Restate the entries below without a single change.

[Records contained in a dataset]
---*---

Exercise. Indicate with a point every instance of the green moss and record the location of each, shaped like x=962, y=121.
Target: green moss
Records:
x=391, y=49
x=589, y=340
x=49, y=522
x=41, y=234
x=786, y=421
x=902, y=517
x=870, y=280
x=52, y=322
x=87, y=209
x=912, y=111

---*---

Exercise solution:
Exercise. Indicate with a point every instance of the green moss and record the location of each, shaped like x=962, y=121.
Target: green moss
Records:
x=391, y=49
x=589, y=340
x=49, y=522
x=41, y=234
x=786, y=421
x=902, y=517
x=870, y=280
x=52, y=322
x=87, y=209
x=912, y=111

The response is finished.